### Requirements
Reproduce the data from the line that has "any green hillside?" through the line that has "[400, 471, 553, 546]", changing every "chair" to "bench" and leaving all else as it is.

### Supplied records
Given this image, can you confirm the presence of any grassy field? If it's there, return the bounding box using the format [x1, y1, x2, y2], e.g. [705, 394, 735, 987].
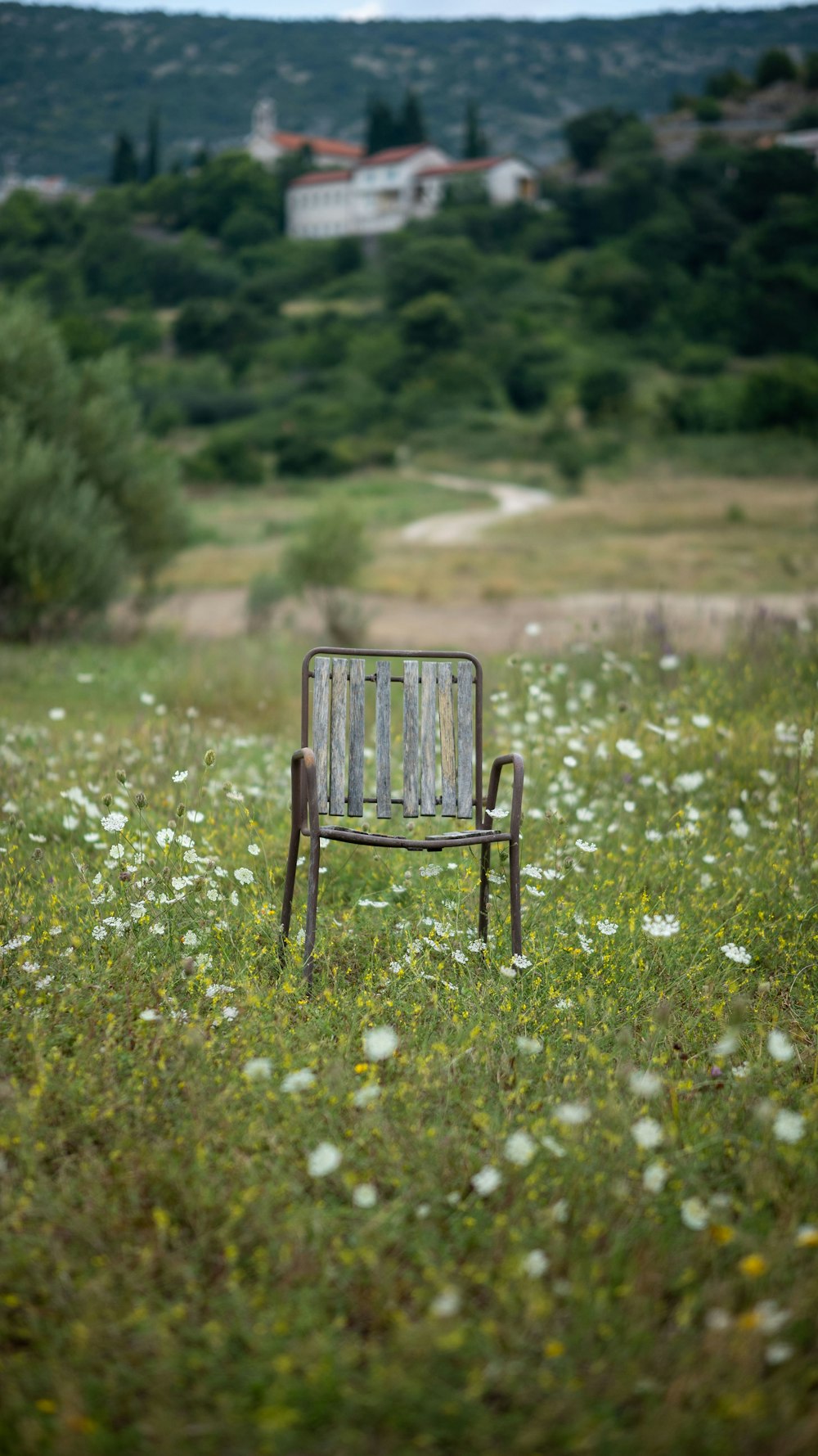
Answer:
[147, 458, 818, 603]
[0, 630, 818, 1456]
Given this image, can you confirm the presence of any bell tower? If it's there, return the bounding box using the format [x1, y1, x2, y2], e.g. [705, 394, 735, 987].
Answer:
[254, 96, 278, 138]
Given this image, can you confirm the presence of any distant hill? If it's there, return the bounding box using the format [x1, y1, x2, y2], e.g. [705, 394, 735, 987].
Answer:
[0, 3, 818, 181]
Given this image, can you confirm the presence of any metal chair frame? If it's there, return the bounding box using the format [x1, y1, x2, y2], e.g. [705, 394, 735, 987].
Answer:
[280, 647, 524, 985]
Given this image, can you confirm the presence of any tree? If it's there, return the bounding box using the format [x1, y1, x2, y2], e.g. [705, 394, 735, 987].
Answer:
[400, 293, 465, 354]
[110, 131, 140, 187]
[463, 99, 489, 161]
[0, 297, 185, 638]
[366, 96, 394, 157]
[396, 89, 426, 147]
[755, 47, 798, 90]
[281, 503, 371, 647]
[564, 106, 635, 172]
[704, 65, 749, 101]
[142, 106, 162, 182]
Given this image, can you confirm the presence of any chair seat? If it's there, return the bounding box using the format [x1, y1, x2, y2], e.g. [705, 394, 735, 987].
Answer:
[311, 824, 511, 852]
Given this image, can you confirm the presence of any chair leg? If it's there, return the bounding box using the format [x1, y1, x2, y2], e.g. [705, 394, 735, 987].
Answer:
[508, 840, 523, 955]
[478, 845, 492, 940]
[304, 832, 320, 985]
[278, 824, 301, 965]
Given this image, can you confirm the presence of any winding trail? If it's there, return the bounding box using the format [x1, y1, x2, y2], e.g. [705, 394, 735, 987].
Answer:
[400, 471, 555, 546]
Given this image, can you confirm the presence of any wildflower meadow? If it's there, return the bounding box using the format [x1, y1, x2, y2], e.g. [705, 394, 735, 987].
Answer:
[0, 623, 818, 1456]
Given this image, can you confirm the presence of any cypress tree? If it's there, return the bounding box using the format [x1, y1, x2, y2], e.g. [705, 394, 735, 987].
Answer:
[396, 90, 426, 147]
[463, 99, 489, 161]
[142, 106, 160, 182]
[366, 96, 396, 157]
[110, 131, 140, 187]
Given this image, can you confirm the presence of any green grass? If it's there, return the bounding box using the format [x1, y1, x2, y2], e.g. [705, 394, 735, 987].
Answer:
[0, 630, 818, 1456]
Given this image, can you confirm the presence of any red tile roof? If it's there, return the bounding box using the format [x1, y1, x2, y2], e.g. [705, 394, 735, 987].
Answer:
[419, 156, 510, 178]
[361, 142, 429, 168]
[290, 168, 353, 187]
[272, 131, 357, 161]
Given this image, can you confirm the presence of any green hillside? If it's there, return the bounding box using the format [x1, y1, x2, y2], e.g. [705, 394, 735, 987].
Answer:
[0, 4, 818, 181]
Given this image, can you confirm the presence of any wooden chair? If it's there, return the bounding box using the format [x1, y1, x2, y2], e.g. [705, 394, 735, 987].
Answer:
[280, 647, 523, 981]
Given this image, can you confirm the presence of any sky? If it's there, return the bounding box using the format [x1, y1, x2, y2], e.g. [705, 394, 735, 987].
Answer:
[19, 0, 809, 23]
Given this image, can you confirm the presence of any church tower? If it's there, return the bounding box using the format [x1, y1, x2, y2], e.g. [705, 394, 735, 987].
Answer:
[254, 96, 278, 142]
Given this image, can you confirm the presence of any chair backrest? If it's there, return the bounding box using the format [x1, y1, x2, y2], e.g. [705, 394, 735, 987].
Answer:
[301, 647, 483, 824]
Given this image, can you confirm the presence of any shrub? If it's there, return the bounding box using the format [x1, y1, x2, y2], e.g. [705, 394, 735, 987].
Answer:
[281, 503, 370, 647]
[578, 364, 630, 425]
[0, 297, 185, 636]
[400, 293, 465, 354]
[185, 435, 263, 485]
[755, 47, 798, 90]
[564, 106, 633, 172]
[505, 344, 553, 413]
[739, 358, 818, 431]
[386, 236, 480, 309]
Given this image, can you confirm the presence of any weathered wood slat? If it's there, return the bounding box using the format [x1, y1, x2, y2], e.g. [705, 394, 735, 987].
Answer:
[420, 662, 437, 814]
[457, 661, 474, 818]
[346, 656, 366, 818]
[403, 658, 419, 818]
[313, 656, 329, 814]
[375, 658, 392, 818]
[329, 656, 346, 814]
[438, 662, 457, 818]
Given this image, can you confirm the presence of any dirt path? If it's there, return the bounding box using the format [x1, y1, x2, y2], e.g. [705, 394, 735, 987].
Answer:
[133, 588, 818, 652]
[400, 471, 553, 546]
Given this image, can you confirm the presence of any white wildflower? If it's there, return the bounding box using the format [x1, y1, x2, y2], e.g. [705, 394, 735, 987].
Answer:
[616, 738, 645, 763]
[642, 914, 680, 940]
[517, 1037, 543, 1057]
[364, 1026, 398, 1062]
[627, 1071, 663, 1097]
[519, 1249, 551, 1278]
[630, 1116, 665, 1152]
[504, 1129, 537, 1168]
[680, 1196, 710, 1233]
[429, 1288, 460, 1319]
[642, 1159, 668, 1192]
[472, 1163, 502, 1198]
[241, 1057, 272, 1082]
[722, 940, 753, 965]
[767, 1026, 795, 1062]
[307, 1143, 340, 1178]
[773, 1107, 805, 1143]
[281, 1067, 316, 1092]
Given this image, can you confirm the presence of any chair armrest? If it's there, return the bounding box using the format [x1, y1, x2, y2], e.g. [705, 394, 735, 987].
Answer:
[483, 753, 524, 840]
[290, 748, 319, 834]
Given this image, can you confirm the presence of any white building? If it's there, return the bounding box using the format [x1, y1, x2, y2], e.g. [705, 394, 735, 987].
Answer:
[287, 142, 537, 237]
[246, 97, 364, 168]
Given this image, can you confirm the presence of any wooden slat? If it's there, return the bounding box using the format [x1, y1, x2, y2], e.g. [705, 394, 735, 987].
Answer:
[346, 656, 366, 818]
[313, 656, 329, 814]
[329, 656, 346, 814]
[375, 658, 392, 818]
[403, 658, 419, 818]
[438, 662, 457, 818]
[420, 662, 437, 814]
[457, 661, 474, 818]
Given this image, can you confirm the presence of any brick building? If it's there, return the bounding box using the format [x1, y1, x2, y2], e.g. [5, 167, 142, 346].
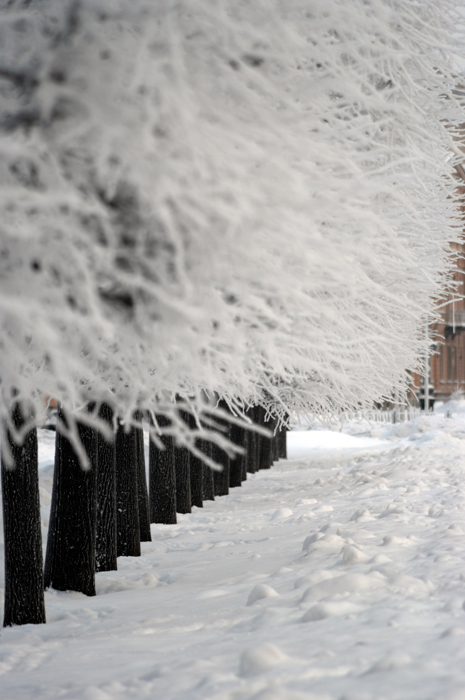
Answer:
[410, 166, 465, 403]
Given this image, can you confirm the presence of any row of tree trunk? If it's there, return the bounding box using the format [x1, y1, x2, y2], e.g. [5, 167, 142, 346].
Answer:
[2, 404, 287, 627]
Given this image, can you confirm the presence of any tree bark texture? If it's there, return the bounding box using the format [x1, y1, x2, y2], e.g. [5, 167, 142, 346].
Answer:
[116, 423, 140, 557]
[241, 429, 250, 481]
[212, 443, 229, 496]
[199, 440, 215, 501]
[174, 445, 192, 513]
[278, 425, 288, 459]
[135, 428, 152, 542]
[212, 400, 230, 496]
[1, 404, 45, 627]
[174, 410, 192, 513]
[95, 404, 118, 571]
[190, 440, 204, 508]
[258, 406, 273, 469]
[246, 431, 258, 474]
[149, 416, 176, 525]
[229, 423, 246, 488]
[44, 408, 97, 596]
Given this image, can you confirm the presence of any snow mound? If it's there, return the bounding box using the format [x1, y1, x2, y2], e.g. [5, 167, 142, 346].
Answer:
[240, 642, 286, 676]
[247, 583, 279, 605]
[300, 574, 381, 604]
[302, 600, 361, 622]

### Task solution
Given this image, can you confirm the presence of any green hillside? If it's there, return the bounding box using the format [x1, y1, x2, y2], e.g. [705, 394, 735, 987].
Answer:
[0, 4, 818, 181]
Given this image, can you confirm the presence of any wooden bench? If it's there, return the bounding box using the format [x1, y1, x2, y2], e.g. [705, 394, 735, 987].
Answer:
[280, 647, 523, 981]
Given this image, can you confirm the presence of any sky? If it's there, return the bounding box using the format [x1, y1, x2, y2], e.g. [705, 394, 735, 987].
Answer:
[19, 0, 809, 23]
Given this image, can you confirm the presence of any church tower? If it's there, return the bounding box using the format [x1, y1, x2, y2], e.g. [705, 394, 735, 987].
Answer:
[254, 96, 278, 142]
Given this image, can you confirm the presence of any bench backrest? If it's there, return the bounding box using the format [x1, y1, x2, y2], e.g. [705, 394, 735, 987].
Answer:
[301, 647, 483, 824]
Given this image, can you confirm the presence of any shrub? If it's there, return the bounding box using the format [x1, y1, x2, y2], e.g. [705, 394, 735, 987].
Answer:
[281, 503, 370, 647]
[578, 364, 630, 425]
[0, 297, 185, 636]
[400, 293, 465, 354]
[185, 435, 263, 485]
[755, 47, 798, 90]
[564, 106, 633, 172]
[505, 344, 553, 413]
[739, 358, 818, 431]
[386, 236, 480, 309]
Given this image, can you confirm the presence of any weathered wood slat? If it's there, return the bounding box using the format [x1, y1, x2, y2], e.g. [705, 394, 735, 987].
Answer:
[420, 662, 437, 814]
[457, 661, 474, 818]
[346, 656, 366, 818]
[403, 658, 419, 818]
[313, 656, 329, 814]
[375, 658, 392, 818]
[329, 656, 346, 814]
[438, 662, 457, 818]
Given this image, can you confirm the presence of any dirt path? If it's there, return the bounding box using the format [x1, y1, x2, y2], e.g. [705, 394, 735, 987].
Answer:
[133, 588, 818, 652]
[400, 471, 553, 546]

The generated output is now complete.